**WHAT IS EXPECTED**
Convert every entry below into a two-column CSV with the header text,answer, one row per entry, holding the entry's text and its answer. Wrap each field in double quotes and replace line breaks inside a field with spaces.

(Point annotation data)

§ §

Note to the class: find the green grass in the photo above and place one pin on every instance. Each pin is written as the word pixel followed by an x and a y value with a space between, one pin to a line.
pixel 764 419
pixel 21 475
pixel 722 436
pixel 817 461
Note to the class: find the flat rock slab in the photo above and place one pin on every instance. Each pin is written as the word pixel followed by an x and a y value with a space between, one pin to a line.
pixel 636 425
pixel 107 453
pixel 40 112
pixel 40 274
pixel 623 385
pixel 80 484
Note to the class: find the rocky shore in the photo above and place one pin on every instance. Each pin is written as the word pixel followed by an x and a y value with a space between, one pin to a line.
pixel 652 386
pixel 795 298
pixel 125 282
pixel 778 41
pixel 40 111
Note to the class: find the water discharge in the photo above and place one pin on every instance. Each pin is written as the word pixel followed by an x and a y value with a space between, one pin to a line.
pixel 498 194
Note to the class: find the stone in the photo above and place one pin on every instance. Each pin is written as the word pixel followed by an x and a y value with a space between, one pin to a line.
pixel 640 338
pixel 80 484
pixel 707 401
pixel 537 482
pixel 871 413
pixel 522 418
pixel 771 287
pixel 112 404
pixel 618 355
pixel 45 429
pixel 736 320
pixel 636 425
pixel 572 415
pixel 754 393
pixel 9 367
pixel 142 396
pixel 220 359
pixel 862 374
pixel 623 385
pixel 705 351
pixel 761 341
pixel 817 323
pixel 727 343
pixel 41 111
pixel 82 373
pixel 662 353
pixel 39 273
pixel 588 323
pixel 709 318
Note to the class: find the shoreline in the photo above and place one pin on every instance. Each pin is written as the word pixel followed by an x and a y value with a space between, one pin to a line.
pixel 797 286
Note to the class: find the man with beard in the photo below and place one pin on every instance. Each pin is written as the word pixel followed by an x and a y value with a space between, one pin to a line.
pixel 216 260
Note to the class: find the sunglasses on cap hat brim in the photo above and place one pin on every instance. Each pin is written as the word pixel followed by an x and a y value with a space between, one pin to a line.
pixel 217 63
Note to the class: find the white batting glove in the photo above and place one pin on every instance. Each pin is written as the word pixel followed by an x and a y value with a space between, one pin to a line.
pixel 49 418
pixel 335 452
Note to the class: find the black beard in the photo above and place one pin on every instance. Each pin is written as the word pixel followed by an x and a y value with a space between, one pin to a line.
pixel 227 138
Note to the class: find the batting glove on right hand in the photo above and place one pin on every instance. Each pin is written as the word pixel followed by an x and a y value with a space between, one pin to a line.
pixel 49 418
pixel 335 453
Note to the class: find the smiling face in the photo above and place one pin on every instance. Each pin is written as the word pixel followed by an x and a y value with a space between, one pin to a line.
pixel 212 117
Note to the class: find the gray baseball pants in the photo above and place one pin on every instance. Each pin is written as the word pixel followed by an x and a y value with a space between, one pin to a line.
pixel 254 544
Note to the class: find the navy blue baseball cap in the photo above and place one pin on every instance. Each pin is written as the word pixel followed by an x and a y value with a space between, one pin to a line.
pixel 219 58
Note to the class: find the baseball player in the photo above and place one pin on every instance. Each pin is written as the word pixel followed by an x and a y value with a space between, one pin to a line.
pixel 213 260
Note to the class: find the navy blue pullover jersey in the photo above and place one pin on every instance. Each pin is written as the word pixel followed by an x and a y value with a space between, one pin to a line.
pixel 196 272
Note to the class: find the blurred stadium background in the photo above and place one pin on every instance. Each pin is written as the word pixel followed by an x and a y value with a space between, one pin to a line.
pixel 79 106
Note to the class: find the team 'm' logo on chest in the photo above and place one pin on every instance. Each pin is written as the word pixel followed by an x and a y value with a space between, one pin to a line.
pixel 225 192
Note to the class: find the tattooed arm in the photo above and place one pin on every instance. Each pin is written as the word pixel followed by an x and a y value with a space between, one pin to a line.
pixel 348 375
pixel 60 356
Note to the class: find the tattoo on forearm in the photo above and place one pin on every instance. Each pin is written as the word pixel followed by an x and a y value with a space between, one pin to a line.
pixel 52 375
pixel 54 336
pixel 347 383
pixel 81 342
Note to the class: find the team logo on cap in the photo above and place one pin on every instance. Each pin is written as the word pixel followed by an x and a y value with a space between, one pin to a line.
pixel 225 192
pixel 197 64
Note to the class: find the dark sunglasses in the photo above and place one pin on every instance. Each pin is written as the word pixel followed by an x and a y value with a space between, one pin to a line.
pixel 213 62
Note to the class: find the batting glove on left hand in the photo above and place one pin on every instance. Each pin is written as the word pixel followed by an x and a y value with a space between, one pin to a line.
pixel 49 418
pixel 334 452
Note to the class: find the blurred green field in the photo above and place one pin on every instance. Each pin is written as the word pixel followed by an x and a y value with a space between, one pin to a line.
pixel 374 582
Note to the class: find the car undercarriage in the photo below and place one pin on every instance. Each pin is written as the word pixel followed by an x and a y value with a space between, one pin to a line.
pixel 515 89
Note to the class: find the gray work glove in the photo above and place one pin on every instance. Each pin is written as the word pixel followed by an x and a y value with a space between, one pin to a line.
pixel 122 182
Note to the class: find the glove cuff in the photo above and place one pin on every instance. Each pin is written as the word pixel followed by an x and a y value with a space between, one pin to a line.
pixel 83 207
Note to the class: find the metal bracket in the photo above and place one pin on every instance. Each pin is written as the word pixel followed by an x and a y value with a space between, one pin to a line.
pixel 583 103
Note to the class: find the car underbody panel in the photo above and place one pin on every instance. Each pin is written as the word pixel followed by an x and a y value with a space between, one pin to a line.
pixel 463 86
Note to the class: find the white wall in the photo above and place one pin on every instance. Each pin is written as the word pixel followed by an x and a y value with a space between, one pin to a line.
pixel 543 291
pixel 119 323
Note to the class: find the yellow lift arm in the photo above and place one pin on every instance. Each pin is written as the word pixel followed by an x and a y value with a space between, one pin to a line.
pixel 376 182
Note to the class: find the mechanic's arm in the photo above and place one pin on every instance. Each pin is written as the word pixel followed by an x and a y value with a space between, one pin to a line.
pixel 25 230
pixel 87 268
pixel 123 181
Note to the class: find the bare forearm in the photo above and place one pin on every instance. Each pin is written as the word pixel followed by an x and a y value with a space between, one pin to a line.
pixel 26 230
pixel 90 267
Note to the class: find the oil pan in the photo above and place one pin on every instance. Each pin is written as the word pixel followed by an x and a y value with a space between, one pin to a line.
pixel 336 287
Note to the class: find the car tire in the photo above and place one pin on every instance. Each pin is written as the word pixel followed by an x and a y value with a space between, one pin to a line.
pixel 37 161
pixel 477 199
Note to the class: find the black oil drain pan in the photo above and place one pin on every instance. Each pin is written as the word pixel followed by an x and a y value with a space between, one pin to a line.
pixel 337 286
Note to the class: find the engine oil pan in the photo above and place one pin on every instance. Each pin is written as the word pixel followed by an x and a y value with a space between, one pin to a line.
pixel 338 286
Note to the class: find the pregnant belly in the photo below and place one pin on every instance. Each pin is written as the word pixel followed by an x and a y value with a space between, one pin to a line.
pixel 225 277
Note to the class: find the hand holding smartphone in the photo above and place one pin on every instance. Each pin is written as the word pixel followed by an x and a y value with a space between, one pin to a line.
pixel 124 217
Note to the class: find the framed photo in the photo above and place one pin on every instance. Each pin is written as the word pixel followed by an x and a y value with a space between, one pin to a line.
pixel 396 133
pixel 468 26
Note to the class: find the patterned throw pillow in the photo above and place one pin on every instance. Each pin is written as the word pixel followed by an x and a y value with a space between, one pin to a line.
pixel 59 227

§ §

**CORRECT RESULT**
text,answer
"Note to the class: find the green grass in the photo above and place one pin on every instance. Each pin is written as the word pixel followed by an x and a y value with a space between, one pin to a line.","pixel 764 419 pixel 21 475 pixel 722 436 pixel 817 461"
"Note to the class: find the flat rock slab in the photo above and place one pin on every instance. Each pin is written as the word pixel followed by an x and a y value with a space between, one pin to a line.","pixel 636 425 pixel 107 453 pixel 40 112 pixel 40 274 pixel 623 385 pixel 80 484"
"Note to the class: find the rocky shore in the photo above and place one pin on every instance. Each pin is written as the word pixel followed by an x and a y value with a space between, one pin to a line.","pixel 652 386 pixel 795 298 pixel 125 282 pixel 778 41 pixel 40 111"
"Note to the class: find the water discharge in the photo above and place one pin on every instance. Each pin is written as the word pixel followed by an x and a y value with a space between, one pin to a line.","pixel 498 194"
"Note to the class: find the stone in the photo above and place one pin on every instance. Each pin is written as the word pixel followed by an x and a y value with a space between, one pin to a line.","pixel 640 338 pixel 80 484 pixel 707 401 pixel 537 482 pixel 871 413 pixel 522 418 pixel 771 287 pixel 112 404 pixel 618 355 pixel 45 429 pixel 736 320 pixel 636 425 pixel 572 415 pixel 754 393 pixel 9 367 pixel 142 396 pixel 220 359 pixel 862 374 pixel 623 385 pixel 705 351 pixel 761 341 pixel 817 323 pixel 727 343 pixel 41 111 pixel 82 373 pixel 662 353 pixel 39 273 pixel 588 323 pixel 709 318"
"Note to the class: find the shoreline in the photo above and place one pin on every instance. Each pin is written as the word pixel followed by an x and a y value with a space between, one pin to a line.","pixel 797 286"
"Note to the class: find the man with beard in the photo below and place one pin on every instance. Each pin is written as the word pixel followed by an x and a y value with a space between, one pin to a line.","pixel 216 260"
"Note to the class: find the sunglasses on cap hat brim in the photo above and place one pin on every instance. Each pin is written as the word pixel followed by an x and a y value with a space between, one pin to a line.","pixel 217 63"
"Note to the class: find the white batting glove in the photo above and place one pin on every instance. Each pin is written as the word pixel followed by an x and a y value with a space between, one pin to a line.","pixel 49 418 pixel 335 452"
"Note to the class: find the black beard in the photo above and place one pin on every instance. Each pin is written as the word pixel followed by an x and a y value with a space between, one pin to a line.","pixel 227 138"
"Note to the class: find the batting glove on right hand in the photo above and place one pin on every instance. Each pin is written as the word pixel followed by an x and a y value with a space between, one pin to a line.","pixel 49 418 pixel 335 453"
"Note to the class: find the smiling face in the photo above and place one pin on every instance. Each pin is written as the word pixel followed by an x and a y value with a space between, one pin to a line.","pixel 212 117"
"Note to the class: find the gray baseball pants in the photo above and place one pin on every instance. Each pin is written as the word pixel followed by an x and a y value with a space between, one pin to a line.","pixel 254 544"
"Note to the class: find the navy blue baseball cap in the photo above and place one pin on every instance. Each pin is written as the word pixel followed by an x and a y value with a space between, one pin to a line.","pixel 219 58"
"Note to the class: find the baseball player in the photo above and place one pin on every instance. Each pin is written as the word pixel followed by an x and a y value with a space between, one pin to a line.","pixel 213 260"
"Note to the class: find the navy blue pullover jersey in the photo above and place one pin on every instance. Each pin is written as the word pixel followed by an x and a y value with a space between, one pin to a line.","pixel 196 272"
"Note to the class: find the blurred stadium background in the photo above and place one pin on every instance. Each pin is written as the word pixel followed by an x and a y value with a space between, one pin to a line.","pixel 79 106"
"Note to the class: find the team 'm' logo on chest in the photo above and place one pin on every instance. Each pin is written as the word pixel followed by an x and a y value with a space between, one pin to a line.","pixel 225 192"
"Note to the class: find the tattooed arm in the photo above and place one pin on every instance. Each pin is written as the word pixel followed by an x and a y value with a space between, one pin to a line.","pixel 348 375 pixel 60 356"
"Note to the class: find the tattoo on forearm in the photo above and place one pin on every instance. Each pin is written as the word pixel followed by an x and a y value with a space between, one pin to a line.","pixel 52 375 pixel 54 336 pixel 347 383 pixel 81 342"
"Note to the class: find the team logo on cap in the photo above and place one pin on every instance. Each pin is written as the word pixel followed by an x and a y value with a space between, one pin to a line.","pixel 225 192 pixel 197 64"
"Note to the class: find the dark sunglasses in the photo above and place one pin on every instance. Each pin is written as the word pixel followed by an x and a y value with a space between, one pin to a line.","pixel 213 62"
"Note to the class: find the batting glove on left hand in the photo above and place one pin on every instance. Each pin is written as the word pixel followed by an x and a y value with a space between, one pin to a line.","pixel 49 418 pixel 334 452"
"Note to the class: find the blurred green field in the photo above and place one pin on every instance. Each pin is written as the word pixel followed by an x and a y value with a space between, one pin to a line.","pixel 374 582"
"Note to the class: find the car undercarriage in the photo below and place one pin on every instance. Each pin is written as the word pixel followed by an x and a y value with a space between, one pin to a line.","pixel 515 89"
"Note to the class: find the gray work glove in the photo above and place one pin on every instance. Each pin is written as the word pixel followed by an x and a y value with a space between, one pin to a line.","pixel 122 182"
"Note to the class: find the glove cuff in the photo above and place one pin on every instance. Each pin is written as the word pixel followed by an x and a y value with a space between, one pin to a line.","pixel 83 207"
"Note to the class: find the metal bracket in the photo above and place one pin on every instance. Each pin is written as the word pixel followed by an x and a y value with a space between, one pin to a line.","pixel 583 103"
"Note to the class: find the car underbody panel in the photo above and place one pin on every instance. Each pin is written as the word pixel followed by an x and a y value with a space between, one pin to a line.","pixel 463 86"
"Note to the class: find the white wall in the photo above and place one pin on every instance. Each pin is written as the word pixel followed by an x and a y value with a space between, one pin to a line.","pixel 543 291 pixel 119 323"
"Note to the class: find the yellow lift arm in the photo above and place one pin on every instance. Each pin is written as the word pixel followed by an x and a y value with a space between, one pin to a line.","pixel 376 182"
"Note to the class: find the mechanic's arm in the photo above and place one pin on every instance. Each pin is written as the word pixel followed by an x and a y value with a space between, one pin to a line.","pixel 25 230 pixel 87 268 pixel 123 181"
"Note to the class: find the bare forearm in the photo above and place one pin on every instance. Each pin is written as the word pixel followed by an x and a y value with a space between, one pin to a line.","pixel 26 230 pixel 90 267"
"Note to the class: find the oil pan in the photo above and place one pin on every instance. Each pin is written as the word pixel followed by an x and a y value with a space between, one pin to a line.","pixel 336 287"
"Note to the class: find the car tire in the photo above and place one pin on every instance. Each pin is written as the word pixel followed by an x and a y value with a space between, one pin to a line.","pixel 37 161 pixel 477 199"
"Note to the class: find the black oil drain pan in the photo above and place one pin on every instance. Each pin is written as the word pixel followed by an x and a y value with a space between, one pin to a line.","pixel 337 286"
"Note to the class: find the engine oil pan in the photo above and place one pin on every instance. Each pin is written as the word pixel followed by an x and a y value with a space between, one pin to a line.","pixel 338 286"
"Note to the class: find the pregnant belly in the photo below and place one pin on every instance. Each pin is written as the word pixel followed by an x and a y value with a space between, one pin to a line.","pixel 225 277"
"Note to the class: find the hand holding smartphone in the photo above and place one pin on every instance. Each pin is written as the word pixel followed by an x and a y value with a space between, one pin to a line.","pixel 124 217"
"Note to the class: find the framed photo in the photo above and place one pin on every instance. Each pin is written as the word pixel followed by an x and a y value with a space between, one pin to a line.","pixel 396 133 pixel 468 26"
"Note to the class: find the patterned throw pillow in the photo above and place one pin on every instance. Each pin is written as the word pixel followed by an x and a y value with a space between, one pin to a line.","pixel 59 227"